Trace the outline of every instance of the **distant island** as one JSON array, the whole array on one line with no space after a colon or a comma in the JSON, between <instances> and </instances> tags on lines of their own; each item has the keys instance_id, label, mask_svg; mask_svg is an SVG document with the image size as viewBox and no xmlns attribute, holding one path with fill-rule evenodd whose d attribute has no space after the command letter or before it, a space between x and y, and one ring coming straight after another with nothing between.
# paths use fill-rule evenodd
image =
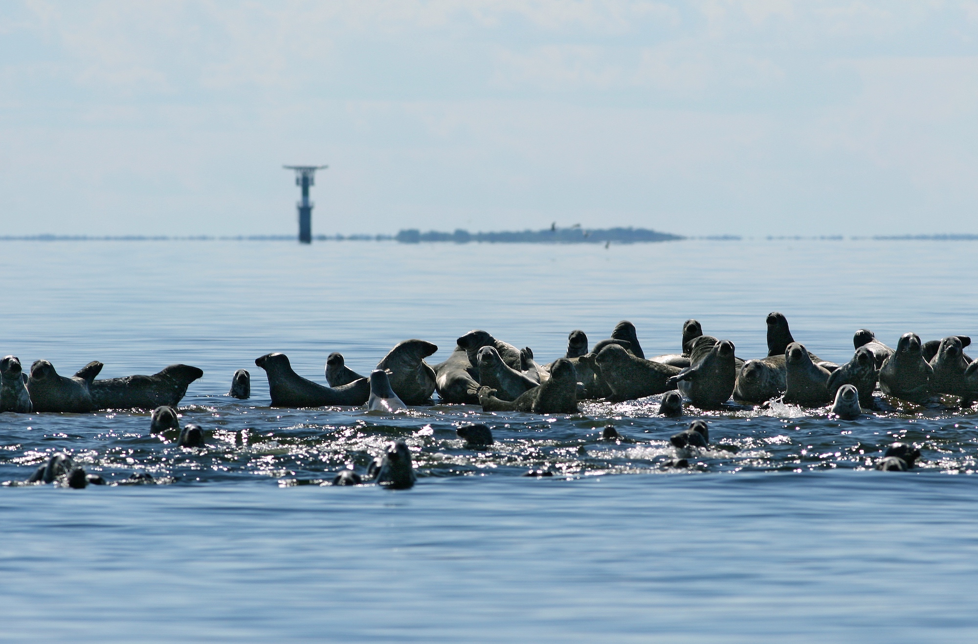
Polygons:
<instances>
[{"instance_id":1,"label":"distant island","mask_svg":"<svg viewBox=\"0 0 978 644\"><path fill-rule=\"evenodd\" d=\"M500 233L469 233L459 229L455 233L428 231L422 233L416 228L401 231L395 236L401 243L421 243L422 241L453 241L455 243L636 243L647 241L676 241L685 239L679 235L659 233L645 228L585 229L551 228L542 231L503 231Z\"/></svg>"}]
</instances>

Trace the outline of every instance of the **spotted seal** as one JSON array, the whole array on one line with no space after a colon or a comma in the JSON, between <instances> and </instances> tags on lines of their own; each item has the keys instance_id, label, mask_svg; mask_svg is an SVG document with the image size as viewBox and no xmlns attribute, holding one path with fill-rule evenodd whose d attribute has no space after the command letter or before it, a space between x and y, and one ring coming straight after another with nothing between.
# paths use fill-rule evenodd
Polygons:
<instances>
[{"instance_id":1,"label":"spotted seal","mask_svg":"<svg viewBox=\"0 0 978 644\"><path fill-rule=\"evenodd\" d=\"M293 371L289 358L282 353L265 354L256 358L254 364L265 369L268 376L272 407L360 407L370 398L370 380L367 378L341 387L324 387Z\"/></svg>"},{"instance_id":2,"label":"spotted seal","mask_svg":"<svg viewBox=\"0 0 978 644\"><path fill-rule=\"evenodd\" d=\"M30 413L33 410L21 361L16 356L7 356L0 361L0 411Z\"/></svg>"}]
</instances>

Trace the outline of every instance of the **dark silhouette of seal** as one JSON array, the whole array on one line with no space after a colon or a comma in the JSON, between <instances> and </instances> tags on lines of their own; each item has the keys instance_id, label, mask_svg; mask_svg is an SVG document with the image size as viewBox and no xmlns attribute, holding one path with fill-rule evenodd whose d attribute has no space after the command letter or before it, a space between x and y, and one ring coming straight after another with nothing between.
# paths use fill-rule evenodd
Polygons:
<instances>
[{"instance_id":1,"label":"dark silhouette of seal","mask_svg":"<svg viewBox=\"0 0 978 644\"><path fill-rule=\"evenodd\" d=\"M934 368L920 355L920 337L904 333L897 350L879 369L879 388L887 396L911 403L924 403L930 397Z\"/></svg>"},{"instance_id":2,"label":"dark silhouette of seal","mask_svg":"<svg viewBox=\"0 0 978 644\"><path fill-rule=\"evenodd\" d=\"M675 389L676 384L670 378L681 372L678 366L639 358L617 344L605 345L595 358L595 364L611 390L608 400L615 403Z\"/></svg>"},{"instance_id":3,"label":"dark silhouette of seal","mask_svg":"<svg viewBox=\"0 0 978 644\"><path fill-rule=\"evenodd\" d=\"M792 342L784 350L784 402L802 407L822 407L828 395L828 369L812 362L804 345Z\"/></svg>"},{"instance_id":4,"label":"dark silhouette of seal","mask_svg":"<svg viewBox=\"0 0 978 644\"><path fill-rule=\"evenodd\" d=\"M844 384L856 387L859 392L859 403L867 408L874 407L872 392L876 389L879 371L876 369L876 358L866 345L856 350L852 360L831 372L825 387L828 396L835 398L835 392Z\"/></svg>"},{"instance_id":5,"label":"dark silhouette of seal","mask_svg":"<svg viewBox=\"0 0 978 644\"><path fill-rule=\"evenodd\" d=\"M734 343L700 335L692 341L691 366L669 378L680 393L700 408L715 408L730 400L736 384L736 360Z\"/></svg>"},{"instance_id":6,"label":"dark silhouette of seal","mask_svg":"<svg viewBox=\"0 0 978 644\"><path fill-rule=\"evenodd\" d=\"M342 387L360 378L364 378L350 367L346 366L342 354L333 352L326 358L326 381L331 387Z\"/></svg>"},{"instance_id":7,"label":"dark silhouette of seal","mask_svg":"<svg viewBox=\"0 0 978 644\"><path fill-rule=\"evenodd\" d=\"M377 364L390 374L390 388L405 405L430 405L434 393L434 369L424 359L438 347L424 340L404 340Z\"/></svg>"},{"instance_id":8,"label":"dark silhouette of seal","mask_svg":"<svg viewBox=\"0 0 978 644\"><path fill-rule=\"evenodd\" d=\"M0 361L0 411L30 413L33 410L21 361L16 356L7 356Z\"/></svg>"},{"instance_id":9,"label":"dark silhouette of seal","mask_svg":"<svg viewBox=\"0 0 978 644\"><path fill-rule=\"evenodd\" d=\"M100 364L101 368L101 364ZM83 369L84 370L84 369ZM89 387L98 373L97 369L86 371L86 377L74 375L66 378L58 375L54 365L46 360L35 361L30 365L27 378L27 392L34 411L68 411L83 413L95 409Z\"/></svg>"},{"instance_id":10,"label":"dark silhouette of seal","mask_svg":"<svg viewBox=\"0 0 978 644\"><path fill-rule=\"evenodd\" d=\"M265 354L255 359L254 364L265 369L268 375L272 407L359 407L370 398L370 380L367 378L342 387L324 387L293 371L285 354Z\"/></svg>"},{"instance_id":11,"label":"dark silhouette of seal","mask_svg":"<svg viewBox=\"0 0 978 644\"><path fill-rule=\"evenodd\" d=\"M578 413L577 374L566 358L558 358L551 368L547 382L530 389L511 402L494 397L495 392L483 386L479 403L483 411L529 411L531 413Z\"/></svg>"},{"instance_id":12,"label":"dark silhouette of seal","mask_svg":"<svg viewBox=\"0 0 978 644\"><path fill-rule=\"evenodd\" d=\"M94 380L102 371L102 363L93 361L75 373L93 378L89 391L96 409L155 409L160 405L177 407L190 383L203 376L203 371L189 365L170 365L153 375L127 375L123 378Z\"/></svg>"},{"instance_id":13,"label":"dark silhouette of seal","mask_svg":"<svg viewBox=\"0 0 978 644\"><path fill-rule=\"evenodd\" d=\"M231 376L231 391L228 396L242 401L251 398L251 374L247 369L238 369Z\"/></svg>"}]
</instances>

> Your instructions:
Find every line in the entries above that contains the word "spotted", and copy each of those lines out in full.

> Solution to the exercise:
Trace the outline of every instance of the **spotted seal** as one JSON array, the whole array on one line with no space after a colon or a comma in the JSON, between <instances> and </instances> tags on lines of their own; each item has the keys instance_id, label, mask_svg; mask_svg is an SVG document with the image size as viewBox and no xmlns attribute, holding one path with fill-rule evenodd whose d attribute has no space after the command letter or before it, a space between x and y, and one ring coming straight after another with nothing between.
[{"instance_id":1,"label":"spotted seal","mask_svg":"<svg viewBox=\"0 0 978 644\"><path fill-rule=\"evenodd\" d=\"M293 371L289 358L282 353L265 354L256 358L254 364L265 369L268 376L272 407L360 407L370 398L370 380L367 378L341 387L324 387Z\"/></svg>"},{"instance_id":2,"label":"spotted seal","mask_svg":"<svg viewBox=\"0 0 978 644\"><path fill-rule=\"evenodd\" d=\"M30 413L33 410L21 361L16 356L7 356L0 361L0 411Z\"/></svg>"}]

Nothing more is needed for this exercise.